Dans ce cadre le Président a peu à peu resserré son équipe et limité les participants à ses briefings, réunions, etc. Il a en effet toujours peiné à mettre en œuvre le « spoil system » américain, qui veut qu’un nouveau président, en particulier après une alternance, nomme des partisans aux postes de confiance de l’administration (jusqu’à un niveau hiérarchique parfois assez faible). Parce qu’il disposait de peu de soutiens compétents, parce que le turn-over a été important entre renvois intempestifs et démissions rapides, mais aussi parce que certains préféraient des postes de conseillers, qui ont l’avantage d’éviter le passage par une approbation du Sénat et de ne pas avoir à rendre de compte au Congrès lui-même4Cf. portrait récent de son conseiller immigration Stephen Miller dans le New Yorker..
Ces éléments pourraient suggérer que la question du « deep state » n’est qu’un trait de plus d’une personnalité peu adaptée à la fonction présidentielle. Mais elle marque aussi et surtout un vrai projet politique porté par Trump et son entourage (principaux ministres, conseilles officiels ou officieux). Il ne s’agit pas de réformer l’administration ou de la rendre plus efficace mais de l’affaiblir le plus possible. Ce projet était déjà celui de Ronald Reagan avec le slogan « starve the beast » (« affamer la bête »). Que ce soit en lui retirant des moyens ou des responsabilités, pour les confier aux états ou au secteur privé (on pense pour la présidence Trump à l’agence de protection de l’environnement ou pour prendre un sujet d’actualité à la suppression du poste du bureau pour la sécurité sanitaire internationale et la biodéfense, créé par le président Obama lors de l’épidémie Ebola).
A l’instar de l’inaction et les blocages institutionnels du Congrès, une administration faible n’est pas un problème mais plutôt un objectif pour une « administration » Trump (comprendre ses ministres, son cabinet et son entourage) dont beaucoup de membres sont issus d’une culture politique privilégiant très nettement le poids du pouvoir exécutif par rapport au pouvoir parlementaire. C’est le cas par exemple de Mike Pompéo ou du ministre de la Justice William Barr, issus de l’entourage des ex-présidents Bush père et fils souvent enclins à court-circuiter le Congrès (on se souvient évidemment de George W. Bush au moment des guerres en Irak ou en Afghanistan).

---*---

▶ _CONSIGNES_
1. Restituez tel quel le passage de l'extrait sur l'administration Trump qui commence par les mots contenant « A l’instar de » et se termine par « ou en Afghanistan). ».
2. Indiquez par oui ou par non si chacune des affirmations suivantes concorde avec l'extrait sur l'administration Trump, en citant à l'identique les mots du texte qui le justifient : (a) Ronald Reagan poursuivait déjà le projet d'affaiblir l'administration ; (b) Trump et son entourage cherchent à rendre l'administration plus efficace ; (c) William Barr est issu de l'entourage de Barack Obama.
3. Résumez sous forme de liste le paragraphe de l'extrait sur l'administration Trump qui commence par « A l’instar de l’inaction », en conservant ses faits principaux.
Les items n'ont aucun lien avec l'extrait sur l'administration Trump.

▶ _DONNÉES EXTRAITES_
---*---

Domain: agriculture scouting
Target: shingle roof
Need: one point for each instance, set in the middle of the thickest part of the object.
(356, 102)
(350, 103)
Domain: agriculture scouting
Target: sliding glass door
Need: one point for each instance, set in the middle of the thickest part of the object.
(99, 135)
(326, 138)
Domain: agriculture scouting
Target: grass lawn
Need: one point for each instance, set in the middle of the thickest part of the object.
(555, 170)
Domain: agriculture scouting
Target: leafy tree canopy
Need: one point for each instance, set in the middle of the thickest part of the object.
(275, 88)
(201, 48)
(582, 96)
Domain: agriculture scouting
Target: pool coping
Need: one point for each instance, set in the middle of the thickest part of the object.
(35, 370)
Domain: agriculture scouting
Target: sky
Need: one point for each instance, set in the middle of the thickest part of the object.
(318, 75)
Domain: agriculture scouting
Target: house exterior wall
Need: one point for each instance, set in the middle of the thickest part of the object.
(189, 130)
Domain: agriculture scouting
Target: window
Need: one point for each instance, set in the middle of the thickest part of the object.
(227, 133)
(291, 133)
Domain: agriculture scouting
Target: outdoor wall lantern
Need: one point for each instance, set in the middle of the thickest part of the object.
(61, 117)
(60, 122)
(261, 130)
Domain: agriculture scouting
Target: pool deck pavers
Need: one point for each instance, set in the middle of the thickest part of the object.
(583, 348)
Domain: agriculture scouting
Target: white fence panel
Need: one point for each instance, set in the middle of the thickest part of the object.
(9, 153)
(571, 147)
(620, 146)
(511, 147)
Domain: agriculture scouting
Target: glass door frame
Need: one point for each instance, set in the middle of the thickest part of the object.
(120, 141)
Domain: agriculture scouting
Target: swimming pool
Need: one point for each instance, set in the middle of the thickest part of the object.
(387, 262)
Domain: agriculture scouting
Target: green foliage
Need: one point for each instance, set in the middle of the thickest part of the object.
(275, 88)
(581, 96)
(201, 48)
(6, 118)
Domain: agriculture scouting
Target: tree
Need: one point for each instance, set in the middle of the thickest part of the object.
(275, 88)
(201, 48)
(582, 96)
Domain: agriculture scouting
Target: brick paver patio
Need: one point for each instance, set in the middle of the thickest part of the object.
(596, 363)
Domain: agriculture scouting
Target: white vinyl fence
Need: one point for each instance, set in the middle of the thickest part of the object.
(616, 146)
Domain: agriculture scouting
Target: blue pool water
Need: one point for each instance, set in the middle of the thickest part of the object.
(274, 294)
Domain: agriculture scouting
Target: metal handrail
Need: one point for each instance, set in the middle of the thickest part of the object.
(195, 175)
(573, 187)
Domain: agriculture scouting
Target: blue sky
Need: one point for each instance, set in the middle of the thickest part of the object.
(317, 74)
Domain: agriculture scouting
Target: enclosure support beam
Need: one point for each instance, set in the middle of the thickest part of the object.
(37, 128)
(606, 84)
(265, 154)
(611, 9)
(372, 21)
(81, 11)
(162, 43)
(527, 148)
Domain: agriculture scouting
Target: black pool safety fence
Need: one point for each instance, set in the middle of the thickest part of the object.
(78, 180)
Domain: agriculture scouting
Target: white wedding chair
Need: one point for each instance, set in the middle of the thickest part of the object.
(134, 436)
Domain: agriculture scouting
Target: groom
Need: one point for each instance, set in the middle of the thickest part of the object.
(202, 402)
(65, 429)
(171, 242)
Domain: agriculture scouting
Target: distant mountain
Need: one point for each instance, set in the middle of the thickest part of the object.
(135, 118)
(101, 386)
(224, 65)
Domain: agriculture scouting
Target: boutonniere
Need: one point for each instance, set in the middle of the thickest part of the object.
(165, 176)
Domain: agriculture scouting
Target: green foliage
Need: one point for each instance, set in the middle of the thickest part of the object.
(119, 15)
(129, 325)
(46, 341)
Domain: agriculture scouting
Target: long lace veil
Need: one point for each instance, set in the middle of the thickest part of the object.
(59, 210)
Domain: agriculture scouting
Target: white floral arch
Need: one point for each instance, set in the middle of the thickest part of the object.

---*---

▶ _CORRIGÉS_
1.
A l’instar de l’inaction et les blocages institutionnels du Congrès, une administration faible n’est pas un problème mais plutôt un objectif pour une « administration » Trump (comprendre ses ministres, son cabinet et son entourage) dont beaucoup de membres sont issus d’une culture politique privilégiant très nettement le poids du pouvoir exécutif par rapport au pouvoir parlementaire. C’est le cas par exemple de Mike Pompéo ou du ministre de la Justice William Barr, issus de l’entourage des ex-présidents Bush père et fils souvent enclins à court-circuiter le Congrès (on se souvient évidemment de George W. Bush au moment des guerres en Irak ou en Afghanistan).

2.
(a) Oui : « Ce projet était déjà celui de Ronald Reagan avec le slogan « starve the beast » (« affamer la bête ») ».
(b) Non : « Il ne s’agit pas de réformer l’administration ou de la rendre plus efficace mais de l’affaiblir le plus possible ».
(c) Non : « issus de l’entourage des ex-présidents Bush père et fils ».

3.
- Pour l'« administration » Trump (ses ministres, son cabinet et son entourage), une administration faible est un objectif plutôt qu'un problème, tout comme l'inaction et les blocages institutionnels du Congrès.
- Beaucoup de ses membres viennent d'une culture politique qui privilégie nettement le pouvoir exécutif par rapport au pouvoir parlementaire.
- C'est le cas de Mike Pompéo et du ministre de la Justice William Barr, issus de l'entourage des ex-présidents Bush père et fils.
- Ces deux présidents étaient souvent enclins à court-circuiter le Congrès, comme George W. Bush au moment des guerres en Irak et en Afghanistan.